Text block

Segment Open

Absence of PKCα/β does not affect CELF1 expression in these RNA toxicity mice

Previous studies have shown that nuclear accumulation of the toxic RNA results in increased levels of CELF1 protein. The toxic RNA is thought to activate PKC signaling leading to CELF1 hyper-phosphorylation and stabilization [22]. Consistent with this idea, blocking PKC activity with Ro-31-8220 resulted in improvement in a heart-specific DM1 mouse model, and was correlated with reduced phosphorylation and decreased levels of CELF1 [23].

Segment Closed

Dataset excerpts

Segment Open

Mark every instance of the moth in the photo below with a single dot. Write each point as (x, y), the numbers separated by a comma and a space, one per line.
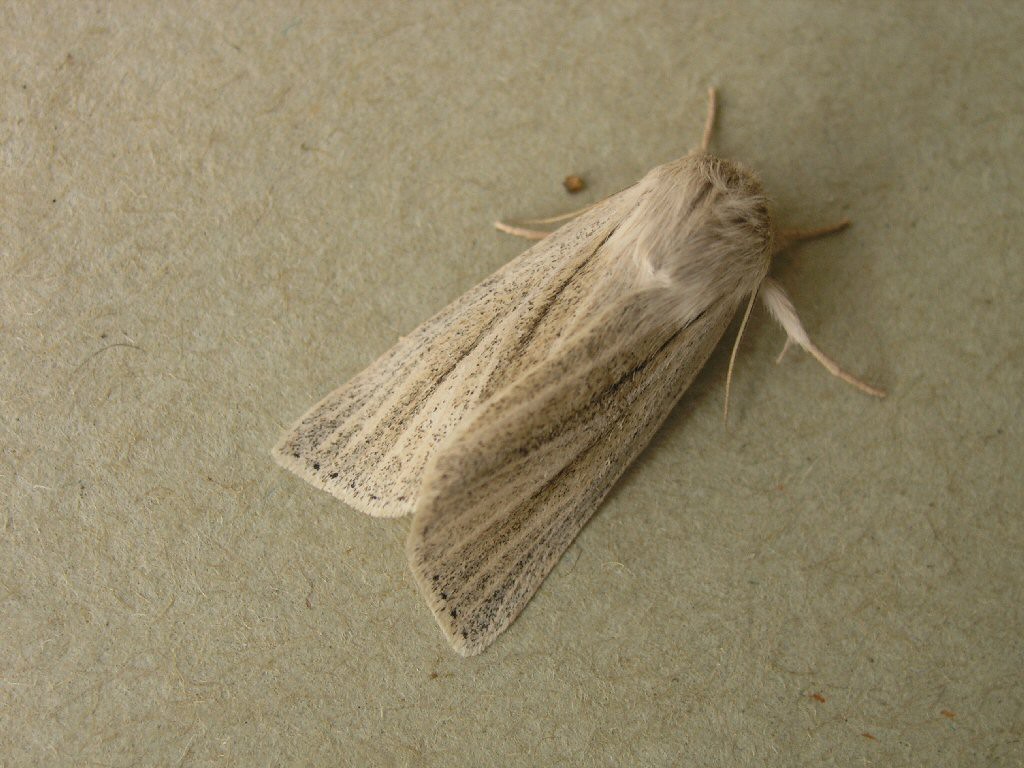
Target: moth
(502, 422)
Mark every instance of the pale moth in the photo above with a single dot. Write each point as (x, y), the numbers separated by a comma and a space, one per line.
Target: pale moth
(502, 422)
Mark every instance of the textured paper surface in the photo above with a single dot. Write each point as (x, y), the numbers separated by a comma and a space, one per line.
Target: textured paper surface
(213, 214)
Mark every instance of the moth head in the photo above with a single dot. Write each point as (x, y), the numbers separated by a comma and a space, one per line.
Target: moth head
(700, 228)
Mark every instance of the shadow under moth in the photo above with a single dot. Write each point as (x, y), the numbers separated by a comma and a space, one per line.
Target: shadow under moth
(502, 422)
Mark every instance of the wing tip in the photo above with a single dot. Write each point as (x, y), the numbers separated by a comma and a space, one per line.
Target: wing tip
(465, 639)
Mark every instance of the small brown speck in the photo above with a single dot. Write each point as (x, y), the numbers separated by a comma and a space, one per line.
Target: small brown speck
(573, 184)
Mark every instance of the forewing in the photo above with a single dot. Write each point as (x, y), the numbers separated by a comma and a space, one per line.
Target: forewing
(506, 497)
(369, 441)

Segment Closed

Task to complete
Continue the passage on PKC signaling and CELF1 levels in RNA toxicity mice, starting after its last sentence.

Response below
To see if the expression of CELF1 in skeletal muscle is also affected by PKCα/β in our RNA toxicity mice, we analyzed the expression of CELF1 in the DM5+/wt/ Prkca-/-/Prkcb-/- (abbreviated as DM5 PKCα/β-/-) mice in the presence or absence of RNA toxicity. We first confirmed the absence of expression of PKCα/β and phospho-PKCα/β by western blot. Both PKCα and phospho-PKCα/β expression were absent in DM5+/wt/ Prkca-/-/Prkcb-/- mice (Fig 2A). We then analyzed the expression of RNA binding proteins CELF1 and MBNL1 in induced DM5+/wt/ Prkca-/-/Prkcb-/- mice as compared to induced DM5+/wt/ Prkca+/+/Prkcb+/+ mice. The expression of CELF1 is increased (2–3 fold) in DM5+/wt/ Prkca+/+/Prkcb+/+ D+ mice and its expression is still similarly high in the DM5+/wt/ Prkca-/-/Prkcb-/- D+ mice, demonstrating that CELF1 is not modulated by PKCα/β in the skeletal muscles of these RNA toxicity mice. There were no differences in the expression of MBNL1 protein in any of these mice (Fig 2A and 2B).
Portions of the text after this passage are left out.